- _Task description_
Turn the records below into a Markdown table with the columns Row and Line. Begin at the line that contains "Consider the photo above. For every instance of the lift", stop after the line that contains "(1280, 243)", and skip any blank lines.
───── Stored records ─────
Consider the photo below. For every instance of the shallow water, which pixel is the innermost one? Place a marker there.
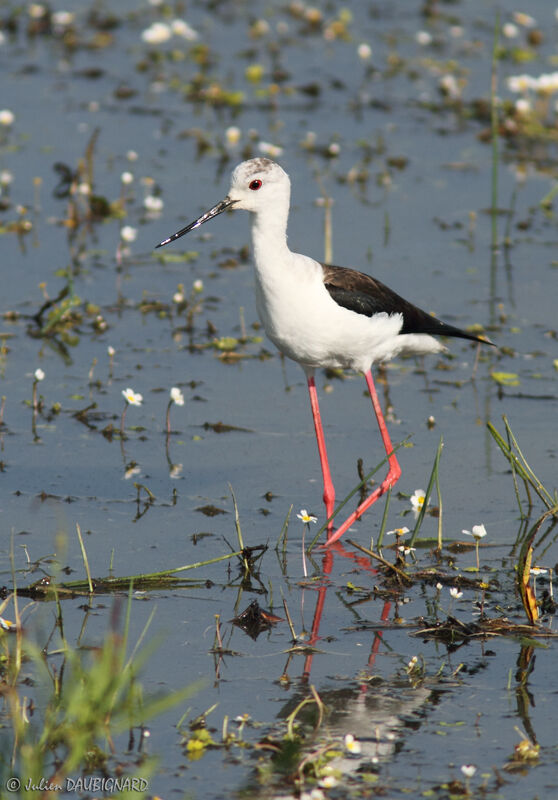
(409, 223)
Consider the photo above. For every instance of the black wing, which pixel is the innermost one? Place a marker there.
(366, 295)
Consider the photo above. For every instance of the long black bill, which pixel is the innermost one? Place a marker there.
(213, 212)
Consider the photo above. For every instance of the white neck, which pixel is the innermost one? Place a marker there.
(269, 235)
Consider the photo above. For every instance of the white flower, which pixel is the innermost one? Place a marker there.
(157, 33)
(329, 782)
(522, 106)
(181, 28)
(177, 396)
(478, 532)
(352, 744)
(398, 532)
(315, 794)
(36, 10)
(510, 30)
(153, 203)
(468, 770)
(449, 86)
(131, 397)
(364, 51)
(7, 117)
(306, 517)
(423, 38)
(417, 500)
(128, 234)
(233, 134)
(272, 150)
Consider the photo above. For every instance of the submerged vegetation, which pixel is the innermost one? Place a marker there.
(306, 672)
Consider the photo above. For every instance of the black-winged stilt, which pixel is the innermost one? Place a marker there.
(320, 315)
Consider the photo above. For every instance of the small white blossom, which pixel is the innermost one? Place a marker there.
(364, 51)
(417, 500)
(36, 10)
(233, 134)
(329, 782)
(523, 106)
(423, 38)
(352, 744)
(128, 234)
(131, 397)
(7, 117)
(153, 203)
(398, 532)
(478, 532)
(177, 396)
(468, 770)
(510, 30)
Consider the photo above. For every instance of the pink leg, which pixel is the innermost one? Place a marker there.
(329, 490)
(394, 472)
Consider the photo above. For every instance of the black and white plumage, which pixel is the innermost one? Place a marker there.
(320, 315)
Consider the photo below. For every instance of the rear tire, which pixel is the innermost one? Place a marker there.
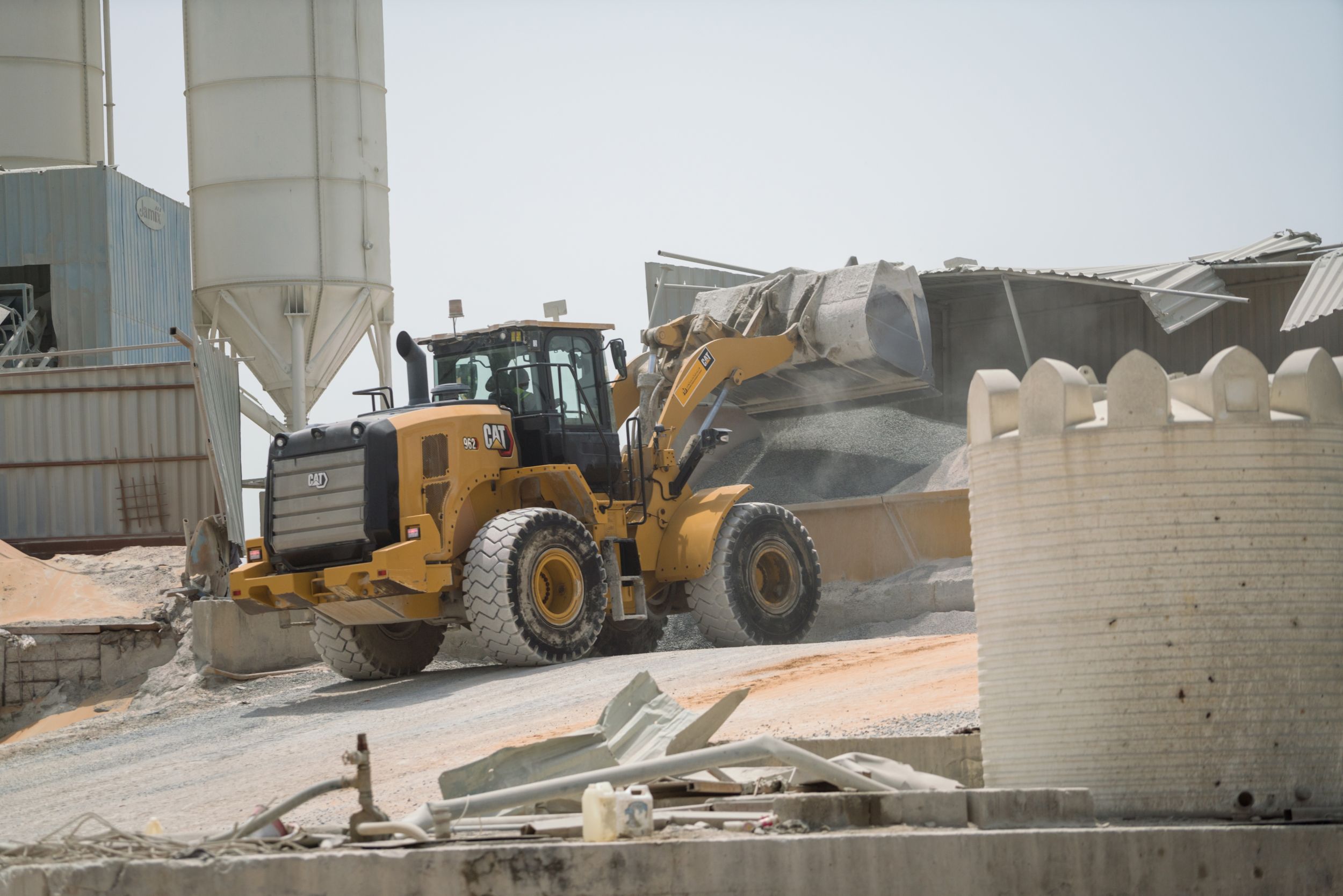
(763, 585)
(377, 652)
(535, 588)
(629, 637)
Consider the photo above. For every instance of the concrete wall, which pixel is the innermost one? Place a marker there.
(1079, 862)
(225, 637)
(954, 757)
(85, 656)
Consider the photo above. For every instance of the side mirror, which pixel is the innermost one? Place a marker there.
(618, 359)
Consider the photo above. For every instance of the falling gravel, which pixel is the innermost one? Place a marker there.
(836, 454)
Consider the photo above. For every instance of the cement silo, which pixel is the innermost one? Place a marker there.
(50, 84)
(288, 146)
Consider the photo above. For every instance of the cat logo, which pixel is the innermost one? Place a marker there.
(692, 374)
(497, 438)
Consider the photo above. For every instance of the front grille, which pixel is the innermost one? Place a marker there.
(317, 499)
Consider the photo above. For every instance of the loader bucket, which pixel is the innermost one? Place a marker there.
(864, 335)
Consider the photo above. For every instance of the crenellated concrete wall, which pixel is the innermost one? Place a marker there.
(1159, 582)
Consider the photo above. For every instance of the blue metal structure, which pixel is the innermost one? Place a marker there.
(109, 259)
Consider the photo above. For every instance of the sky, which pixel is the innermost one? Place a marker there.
(541, 151)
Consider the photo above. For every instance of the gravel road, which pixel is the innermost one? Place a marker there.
(213, 755)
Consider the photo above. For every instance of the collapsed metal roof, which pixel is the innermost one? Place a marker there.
(1320, 294)
(1177, 293)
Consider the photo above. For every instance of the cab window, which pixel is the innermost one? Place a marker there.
(503, 374)
(575, 368)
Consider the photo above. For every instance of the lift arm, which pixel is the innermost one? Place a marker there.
(735, 358)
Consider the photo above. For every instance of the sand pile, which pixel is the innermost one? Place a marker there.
(119, 585)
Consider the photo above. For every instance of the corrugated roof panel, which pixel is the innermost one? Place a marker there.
(1320, 294)
(1196, 276)
(216, 390)
(1172, 312)
(1280, 243)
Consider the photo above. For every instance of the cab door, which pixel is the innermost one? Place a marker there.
(578, 390)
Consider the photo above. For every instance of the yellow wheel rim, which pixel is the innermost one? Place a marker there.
(775, 577)
(558, 586)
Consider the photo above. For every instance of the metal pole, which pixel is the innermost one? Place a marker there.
─────
- _Task response_
| Row | Line |
|---|---|
| 1 | Consider the photo above. For every instance of the lift arm, which pixel is the innermost one? Place a marker there. |
| 2 | (735, 358) |
| 3 | Consider the photo above. For every instance of the sand pile, which pixel is the innermost one? Place a marker there. |
| 4 | (119, 585) |
| 5 | Consider the photo above. For every instance of the corrugated roof panel, which pixel is the innermost one? Place a marker there. |
| 6 | (1320, 294) |
| 7 | (1196, 276) |
| 8 | (216, 390) |
| 9 | (1172, 312) |
| 10 | (1280, 243) |